_INSTRUCTIONS FOR THE TASK:_ Exact copies of all the records are the expected output.

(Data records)

>>>>>

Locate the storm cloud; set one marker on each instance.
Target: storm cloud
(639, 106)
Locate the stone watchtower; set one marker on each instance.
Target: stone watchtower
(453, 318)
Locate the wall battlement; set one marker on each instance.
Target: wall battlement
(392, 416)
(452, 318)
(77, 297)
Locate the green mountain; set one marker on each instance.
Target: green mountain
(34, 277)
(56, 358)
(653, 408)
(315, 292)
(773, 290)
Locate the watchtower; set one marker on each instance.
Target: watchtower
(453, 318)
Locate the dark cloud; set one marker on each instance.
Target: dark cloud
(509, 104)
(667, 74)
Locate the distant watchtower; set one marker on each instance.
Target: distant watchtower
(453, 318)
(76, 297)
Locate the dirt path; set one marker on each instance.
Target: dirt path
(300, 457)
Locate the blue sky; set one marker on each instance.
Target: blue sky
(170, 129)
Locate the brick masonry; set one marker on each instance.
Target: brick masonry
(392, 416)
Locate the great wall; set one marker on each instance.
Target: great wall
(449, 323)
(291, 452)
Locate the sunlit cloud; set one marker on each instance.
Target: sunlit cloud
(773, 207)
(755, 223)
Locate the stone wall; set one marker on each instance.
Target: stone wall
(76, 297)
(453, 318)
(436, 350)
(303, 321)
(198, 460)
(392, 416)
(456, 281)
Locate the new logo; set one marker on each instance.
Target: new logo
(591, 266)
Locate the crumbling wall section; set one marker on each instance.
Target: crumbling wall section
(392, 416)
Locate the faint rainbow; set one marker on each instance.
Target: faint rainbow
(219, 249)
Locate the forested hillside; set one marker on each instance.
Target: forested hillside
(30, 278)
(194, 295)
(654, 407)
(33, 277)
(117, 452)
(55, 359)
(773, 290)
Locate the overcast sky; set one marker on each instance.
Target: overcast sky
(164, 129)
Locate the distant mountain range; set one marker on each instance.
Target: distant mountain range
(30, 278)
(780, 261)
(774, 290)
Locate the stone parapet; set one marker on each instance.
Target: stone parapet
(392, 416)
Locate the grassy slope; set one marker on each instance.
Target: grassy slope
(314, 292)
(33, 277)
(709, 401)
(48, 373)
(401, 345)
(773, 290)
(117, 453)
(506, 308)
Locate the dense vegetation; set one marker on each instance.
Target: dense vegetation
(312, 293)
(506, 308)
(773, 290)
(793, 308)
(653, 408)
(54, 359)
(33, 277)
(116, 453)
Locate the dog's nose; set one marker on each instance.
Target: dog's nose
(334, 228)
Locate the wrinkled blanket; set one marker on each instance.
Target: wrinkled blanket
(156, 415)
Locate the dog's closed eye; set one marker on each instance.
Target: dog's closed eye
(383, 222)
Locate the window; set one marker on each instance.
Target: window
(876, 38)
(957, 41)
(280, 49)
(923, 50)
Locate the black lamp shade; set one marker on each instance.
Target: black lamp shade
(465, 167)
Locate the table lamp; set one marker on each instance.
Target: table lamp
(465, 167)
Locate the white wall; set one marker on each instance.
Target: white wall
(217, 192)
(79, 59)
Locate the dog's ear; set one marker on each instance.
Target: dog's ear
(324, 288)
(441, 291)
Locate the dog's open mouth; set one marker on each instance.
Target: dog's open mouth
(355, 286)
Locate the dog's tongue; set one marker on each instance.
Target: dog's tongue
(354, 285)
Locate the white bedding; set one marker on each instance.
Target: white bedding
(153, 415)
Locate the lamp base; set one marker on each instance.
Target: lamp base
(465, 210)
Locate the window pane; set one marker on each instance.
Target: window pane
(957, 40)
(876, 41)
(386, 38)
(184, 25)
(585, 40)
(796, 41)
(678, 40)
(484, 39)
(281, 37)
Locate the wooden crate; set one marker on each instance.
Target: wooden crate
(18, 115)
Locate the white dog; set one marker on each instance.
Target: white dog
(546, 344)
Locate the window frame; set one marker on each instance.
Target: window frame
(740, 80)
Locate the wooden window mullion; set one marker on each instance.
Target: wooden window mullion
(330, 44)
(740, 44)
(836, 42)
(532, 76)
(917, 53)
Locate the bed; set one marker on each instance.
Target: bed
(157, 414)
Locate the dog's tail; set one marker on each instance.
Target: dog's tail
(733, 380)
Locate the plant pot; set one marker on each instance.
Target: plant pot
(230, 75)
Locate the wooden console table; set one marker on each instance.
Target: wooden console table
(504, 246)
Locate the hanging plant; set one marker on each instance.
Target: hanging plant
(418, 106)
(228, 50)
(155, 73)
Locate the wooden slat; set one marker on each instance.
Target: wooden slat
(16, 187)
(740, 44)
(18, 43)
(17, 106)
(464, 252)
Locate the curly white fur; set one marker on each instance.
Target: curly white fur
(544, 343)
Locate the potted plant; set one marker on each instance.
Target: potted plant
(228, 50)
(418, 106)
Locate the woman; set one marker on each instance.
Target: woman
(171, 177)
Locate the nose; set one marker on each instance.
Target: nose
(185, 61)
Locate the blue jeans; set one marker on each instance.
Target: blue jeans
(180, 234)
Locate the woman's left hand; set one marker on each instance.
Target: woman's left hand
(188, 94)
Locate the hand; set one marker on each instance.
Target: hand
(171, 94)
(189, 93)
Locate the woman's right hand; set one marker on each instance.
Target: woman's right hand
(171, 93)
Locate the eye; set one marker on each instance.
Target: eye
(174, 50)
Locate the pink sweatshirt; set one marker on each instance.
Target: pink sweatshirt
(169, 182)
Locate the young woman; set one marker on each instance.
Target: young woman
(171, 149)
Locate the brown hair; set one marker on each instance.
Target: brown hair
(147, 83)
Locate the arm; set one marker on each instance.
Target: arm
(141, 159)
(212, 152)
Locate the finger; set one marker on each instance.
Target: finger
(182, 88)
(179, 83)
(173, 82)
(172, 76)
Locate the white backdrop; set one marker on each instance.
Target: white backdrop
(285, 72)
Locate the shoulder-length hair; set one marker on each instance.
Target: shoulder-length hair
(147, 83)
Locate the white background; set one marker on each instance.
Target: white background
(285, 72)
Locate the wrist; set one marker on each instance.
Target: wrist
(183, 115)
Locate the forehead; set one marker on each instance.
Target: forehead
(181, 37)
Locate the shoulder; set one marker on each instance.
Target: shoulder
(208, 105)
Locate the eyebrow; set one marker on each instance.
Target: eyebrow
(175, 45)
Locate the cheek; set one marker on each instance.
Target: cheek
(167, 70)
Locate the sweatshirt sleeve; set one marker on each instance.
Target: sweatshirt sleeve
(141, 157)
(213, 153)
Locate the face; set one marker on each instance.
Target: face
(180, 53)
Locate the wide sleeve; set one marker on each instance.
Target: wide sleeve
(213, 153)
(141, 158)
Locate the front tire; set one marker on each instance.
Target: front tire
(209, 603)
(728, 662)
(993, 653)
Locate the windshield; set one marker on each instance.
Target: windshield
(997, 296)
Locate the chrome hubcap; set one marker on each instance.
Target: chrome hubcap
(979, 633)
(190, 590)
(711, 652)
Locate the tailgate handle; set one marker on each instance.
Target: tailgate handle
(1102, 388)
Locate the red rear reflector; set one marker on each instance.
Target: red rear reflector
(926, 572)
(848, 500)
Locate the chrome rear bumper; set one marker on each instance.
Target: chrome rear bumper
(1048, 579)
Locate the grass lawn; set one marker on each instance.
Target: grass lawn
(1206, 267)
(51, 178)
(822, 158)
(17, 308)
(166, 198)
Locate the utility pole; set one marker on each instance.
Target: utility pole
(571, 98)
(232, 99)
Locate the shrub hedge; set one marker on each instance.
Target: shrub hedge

<<<<<

_SOLUTION:_
Locate the storm cloud; set one marker on each instance.
Target: storm cloud
(639, 106)
Locate the stone watchtower; set one marker on each instance.
Target: stone watchtower
(453, 318)
Locate the wall battlement; set one marker on each instance.
Target: wall battlement
(392, 416)
(452, 318)
(77, 297)
Locate the green mountain; set one marker on each instance.
Target: green mountain
(34, 277)
(56, 358)
(653, 408)
(315, 292)
(773, 290)
Locate the watchtower; set one marker on each instance.
Target: watchtower
(453, 318)
Locate the dark cloud; set one marker on each instance.
Target: dark cloud
(509, 104)
(667, 74)
Locate the distant watchtower; set one marker on each instance.
Target: distant watchtower
(453, 318)
(76, 297)
Locate the dirt path; set one marker on each instance.
Target: dirt path
(300, 457)
Locate the blue sky; set one marker on each instance.
Target: blue sky
(170, 129)
Locate the brick masonry; set one marker on each instance.
Target: brick masonry
(392, 416)
Locate the great wall; set one marker on each instance.
Target: great wall
(449, 323)
(291, 452)
Locate the sunlit cloud; set one marker on each instance.
Target: sunlit cloud
(773, 207)
(755, 223)
Locate the stone wall; set one marker on each instance.
Target: stone wall
(76, 297)
(453, 318)
(436, 350)
(303, 321)
(198, 460)
(392, 416)
(456, 281)
Locate the new logo; set one marker on each instance.
Target: new logo
(591, 266)
Locate the crumbling wall section; set one marker on each instance.
Target: crumbling wall section
(392, 416)
Locate the faint rainbow; set one marker on each instance.
Target: faint rainbow
(219, 249)
Locate the forested hillside; set one marker on each instance.
Target: forested hillside
(30, 278)
(194, 295)
(654, 407)
(33, 277)
(117, 452)
(55, 359)
(773, 290)
Locate the overcast sky; set one marker on each instance.
Target: overcast sky
(164, 129)
Locate the distant mountain range; set one marker on each instance.
Target: distant mountain range
(30, 278)
(780, 261)
(774, 290)
Locate the stone parapet; set one marker on each instance.
Target: stone parapet
(392, 416)
Locate the grassy slope; set one marker on each instance.
Target: grassy slope
(314, 292)
(33, 277)
(709, 401)
(48, 373)
(401, 345)
(773, 290)
(117, 453)
(506, 308)
Locate the dense vegetation; set one marker on each instance.
Target: dense vegetation
(312, 293)
(506, 308)
(773, 290)
(793, 308)
(653, 408)
(54, 359)
(33, 277)
(116, 453)
Locate the dog's nose; set one marker on each instance.
Target: dog's nose
(334, 228)
Locate the wrinkled blanket; set one marker on each instance.
Target: wrinkled blanket
(156, 415)
Locate the dog's closed eye; set one marker on each instance.
Target: dog's closed eye
(383, 222)
Locate the window; set one marker on each instance.
Target: window
(876, 38)
(957, 41)
(280, 49)
(923, 50)
Locate the black lamp shade; set one marker on each instance.
Target: black lamp shade
(465, 167)
Locate the table lamp; set one marker on each instance.
Target: table lamp
(465, 167)
Locate the white wall; set one marker on each instance.
Target: white wall
(217, 192)
(79, 59)
Locate the dog's ear; set one marker on each instance.
Target: dog's ear
(324, 288)
(441, 291)
Locate the dog's open mouth; set one marker on each instance.
Target: dog's open mouth
(355, 286)
Locate the dog's tongue; set one marker on each instance.
Target: dog's tongue
(354, 285)
Locate the white bedding; set one marker on each instance.
Target: white bedding
(153, 415)
Locate the lamp base; set one marker on each instance.
Target: lamp base
(465, 210)
Locate the window pane; set one marker on each instance.
Target: window pane
(957, 40)
(876, 41)
(386, 38)
(184, 25)
(585, 40)
(796, 41)
(678, 40)
(484, 39)
(281, 37)
Locate the wooden crate; set one marker on each instance.
Target: wooden crate
(18, 115)
Locate the white dog; set one marker on each instance.
Target: white dog
(546, 344)
Locate the window frame; set one marker on each instance.
Target: window frame
(740, 80)
Locate the wooden window mullion; set one marker on each instance.
Target: wooden window mullion
(330, 44)
(740, 44)
(836, 42)
(532, 76)
(917, 53)
Locate the bed; set one marker on each instance.
Target: bed
(157, 414)
Locate the dog's tail; set one marker on each instance.
Target: dog's tail
(733, 380)
Locate the plant pot; set one marker on each instance.
Target: plant pot
(230, 75)
Locate the wooden console table; set one marker on each instance.
Target: wooden console table
(504, 246)
Locate the hanging plant; set one marker on each instance.
Target: hanging plant
(418, 106)
(228, 50)
(155, 73)
Locate the wooden slat; set one marker on each instance.
Target: wooden slat
(16, 187)
(740, 44)
(18, 43)
(17, 106)
(464, 252)
Locate the curly white fur; set one marker on each instance.
Target: curly white fur
(544, 343)
Locate the potted plant; set one marker on each instance.
Target: potted plant
(228, 50)
(418, 106)
Locate the woman; set one marker on each instance.
Target: woman
(171, 177)
Locate the nose; set one marker on each instance.
Target: nose
(185, 61)
Locate the blue jeans; set one marker on each instance.
Target: blue jeans
(180, 234)
Locate the woman's left hand; set one marker on each instance.
Target: woman's left hand
(188, 94)
Locate the hand; set one marker on each instance.
Target: hand
(171, 94)
(189, 93)
Locate the woman's right hand; set one marker on each instance.
Target: woman's right hand
(171, 93)
Locate the eye; set one marker on each instance.
Target: eye
(174, 50)
Locate the pink sweatshirt; set one marker on each instance.
Target: pink sweatshirt
(169, 182)
Locate the young woman; set one marker on each instance.
Target: young woman
(171, 149)
Locate the brown hair; set one marker on each instance.
Target: brown hair
(147, 83)
Locate the arm; set one marker on each instance.
Target: arm
(141, 159)
(212, 152)
Locate the finger; set one marker on each instance.
Target: finger
(182, 88)
(179, 83)
(173, 82)
(172, 76)
Locate the white backdrop; set one marker on each instance.
Target: white backdrop
(285, 72)
Locate the shoulder-length hair; set one marker on each instance.
Target: shoulder-length hair
(147, 83)
Locate the white background; set one marker on each instance.
Target: white background
(285, 72)
Locate the wrist; set one marker on each instance.
Target: wrist
(183, 115)
Locate the forehead; set one marker on each instance.
Target: forehead
(181, 37)
Locate the shoulder; set one marker on each instance.
Target: shoulder
(208, 105)
Locate the eyebrow; set one marker on each instance.
Target: eyebrow
(175, 45)
Locate the cheek; set one marker on each instance.
Target: cheek
(167, 70)
Locate the sweatshirt sleeve; set one marker on each instance.
Target: sweatshirt sleeve
(141, 157)
(213, 153)
Locate the face; set one marker on each instance.
Target: face
(180, 53)
Locate the wide sleeve; set one marker on each instance.
Target: wide sleeve
(213, 153)
(141, 158)
Locate the front tire; set one marker on each instance.
Target: front tire
(209, 603)
(728, 662)
(993, 653)
Locate the windshield; set one marker on each instance.
Target: windshield
(997, 296)
Locate the chrome hubcap; set one marker on each instance.
Target: chrome hubcap
(979, 633)
(190, 590)
(711, 652)
Locate the tailgate handle; set one marker on each instance.
Target: tailgate handle
(1102, 388)
Locate the red rear reflector; set one marker on each instance.
Target: red rear reflector
(926, 572)
(848, 500)
Locate the chrome rear bumper; set one marker on each instance.
Target: chrome rear bumper
(1048, 579)
Locate the grass lawn; set one marker on each instance.
Target: grass lawn
(1206, 267)
(51, 178)
(822, 158)
(17, 308)
(166, 198)
Locate the utility pole; set one marker on each instance.
Target: utility pole
(571, 98)
(232, 99)
Locate the shrub hedge; set one marker on each instance.
Target: shrub hedge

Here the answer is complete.